**Your objective**
According to the text on paper art, what kinds of paint does Johan Scherft use for his bird models?

**Extracted text**
A traditional Chinese papercraft is to make these toys, flowers and dragons and whatnot out of honeycomb latticed layers of delicate colored paper. Pull them apart and the form appears.
Li Hongbo, a Beijing book editor and designer, has worked almost in reverse. The flattened shape IS the form, often an entirely believable facsimile of an object that suddenly and inexplicably folds and extends. It is quite uncanny, especially when human forms are the ones the open and unfold.
Netherlands-based artist Johan Scherft discovered papercrafting at 14 quite by accident when he started making hand-colored paper bird models. "It appealed to me because it combines so many different techniques like working in three dimensions combined with drawing and painting."
"Of course, it is impossible to capture every curve of the bird's body in paper, compromises have to be made, or the model would have too many gluing tabs, making it too difficult to make. A lot of the realism is suggested with the paintwork. For this part, I take the most time. With very fine brushes, I try to achieve the most realistic effect in color and detail. I use watercolors or gouache paint. It's always an exciting moment once the template has been painted to assemble the bird and see what the result is."
We saw a number of Chen Long-Bin's book carvings last week in the REBOUND DISSECTIONS AND EXCAVATIONS IN BOOK ART. I can't really get enough of them.
“In my artwork I always use printed matter – discarded books, magazines, and computer printouts; the cultural debris of our information society. The sculptures I create reference Eastern and Western icons and intellectual figures, thereby exploring cultural meanings and concepts. I always use text in my work and the content of the texts are relevant to my sculptures. My finished sculptures often seem to be wood or marble, though they consist of paper. They are constructed in such a way that the various parts fit together in a seamless manner.”

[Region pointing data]
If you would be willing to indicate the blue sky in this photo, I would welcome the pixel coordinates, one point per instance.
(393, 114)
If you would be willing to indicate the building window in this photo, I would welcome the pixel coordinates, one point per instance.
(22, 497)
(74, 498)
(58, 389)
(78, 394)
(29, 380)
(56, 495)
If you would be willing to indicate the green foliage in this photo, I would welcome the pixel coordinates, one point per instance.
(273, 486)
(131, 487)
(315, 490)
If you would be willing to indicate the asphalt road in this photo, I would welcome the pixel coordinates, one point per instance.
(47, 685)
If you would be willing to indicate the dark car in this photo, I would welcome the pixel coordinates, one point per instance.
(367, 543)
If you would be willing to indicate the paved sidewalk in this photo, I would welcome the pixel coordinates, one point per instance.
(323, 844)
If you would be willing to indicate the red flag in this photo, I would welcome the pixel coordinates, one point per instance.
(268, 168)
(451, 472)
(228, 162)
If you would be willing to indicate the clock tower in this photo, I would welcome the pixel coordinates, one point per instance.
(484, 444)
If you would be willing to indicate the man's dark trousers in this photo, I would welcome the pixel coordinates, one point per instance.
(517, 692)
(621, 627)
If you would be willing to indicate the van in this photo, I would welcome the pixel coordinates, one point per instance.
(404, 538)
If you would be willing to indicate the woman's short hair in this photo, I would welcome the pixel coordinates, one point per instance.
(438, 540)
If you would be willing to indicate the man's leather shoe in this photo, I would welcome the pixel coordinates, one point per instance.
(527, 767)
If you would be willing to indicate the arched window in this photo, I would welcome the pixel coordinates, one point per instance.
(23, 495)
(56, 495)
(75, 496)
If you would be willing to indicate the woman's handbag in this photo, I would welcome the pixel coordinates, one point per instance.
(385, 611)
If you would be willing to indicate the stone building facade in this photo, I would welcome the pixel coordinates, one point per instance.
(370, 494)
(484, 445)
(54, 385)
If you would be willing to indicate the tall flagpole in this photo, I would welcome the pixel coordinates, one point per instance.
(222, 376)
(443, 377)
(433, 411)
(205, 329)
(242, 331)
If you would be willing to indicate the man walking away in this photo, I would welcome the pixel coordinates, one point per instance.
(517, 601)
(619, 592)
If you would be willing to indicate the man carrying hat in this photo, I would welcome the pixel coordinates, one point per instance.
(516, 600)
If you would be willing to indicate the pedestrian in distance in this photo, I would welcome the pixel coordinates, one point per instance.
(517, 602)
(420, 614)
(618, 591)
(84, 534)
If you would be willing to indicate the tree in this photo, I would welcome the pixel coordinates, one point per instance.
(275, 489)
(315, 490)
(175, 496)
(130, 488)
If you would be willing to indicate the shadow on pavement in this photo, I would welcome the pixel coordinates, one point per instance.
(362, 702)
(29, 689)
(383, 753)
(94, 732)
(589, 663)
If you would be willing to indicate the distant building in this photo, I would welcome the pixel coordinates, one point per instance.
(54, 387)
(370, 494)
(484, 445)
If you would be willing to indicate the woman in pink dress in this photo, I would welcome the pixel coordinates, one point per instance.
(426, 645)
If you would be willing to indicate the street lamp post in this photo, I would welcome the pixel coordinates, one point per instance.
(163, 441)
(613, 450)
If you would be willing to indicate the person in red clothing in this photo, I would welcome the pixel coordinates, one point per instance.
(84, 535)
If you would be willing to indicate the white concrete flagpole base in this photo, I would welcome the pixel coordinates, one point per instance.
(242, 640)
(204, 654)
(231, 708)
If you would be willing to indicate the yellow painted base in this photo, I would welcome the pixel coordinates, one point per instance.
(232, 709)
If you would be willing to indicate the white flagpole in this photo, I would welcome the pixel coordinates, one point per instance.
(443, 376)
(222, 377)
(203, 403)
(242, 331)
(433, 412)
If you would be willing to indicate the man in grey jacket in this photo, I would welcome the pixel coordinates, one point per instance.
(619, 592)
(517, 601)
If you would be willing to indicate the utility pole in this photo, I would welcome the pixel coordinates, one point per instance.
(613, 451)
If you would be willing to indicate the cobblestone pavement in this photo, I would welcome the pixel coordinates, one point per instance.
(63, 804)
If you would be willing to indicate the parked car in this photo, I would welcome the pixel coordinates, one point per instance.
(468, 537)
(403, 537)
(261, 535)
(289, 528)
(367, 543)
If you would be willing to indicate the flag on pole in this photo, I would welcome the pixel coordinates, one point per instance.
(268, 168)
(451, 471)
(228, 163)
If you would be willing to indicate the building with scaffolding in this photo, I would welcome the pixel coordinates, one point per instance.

**Answer to the problem**
Watercolors or gouache.